_To do_
Transcribe every item that follows line for line, leaving each character unchanged.

_Recorded data_
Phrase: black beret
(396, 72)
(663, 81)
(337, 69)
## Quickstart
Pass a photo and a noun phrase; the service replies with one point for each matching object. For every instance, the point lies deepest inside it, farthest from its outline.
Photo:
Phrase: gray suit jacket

_Solution below_
Phrase: black beret
(396, 72)
(663, 81)
(337, 69)
## Quickstart
Pass a photo and a noun phrase; the service replies with one point for each matching object. For every instance, the point lies deepest inside it, farthest from its outline.
Photo:
Phrase: gray suit jacket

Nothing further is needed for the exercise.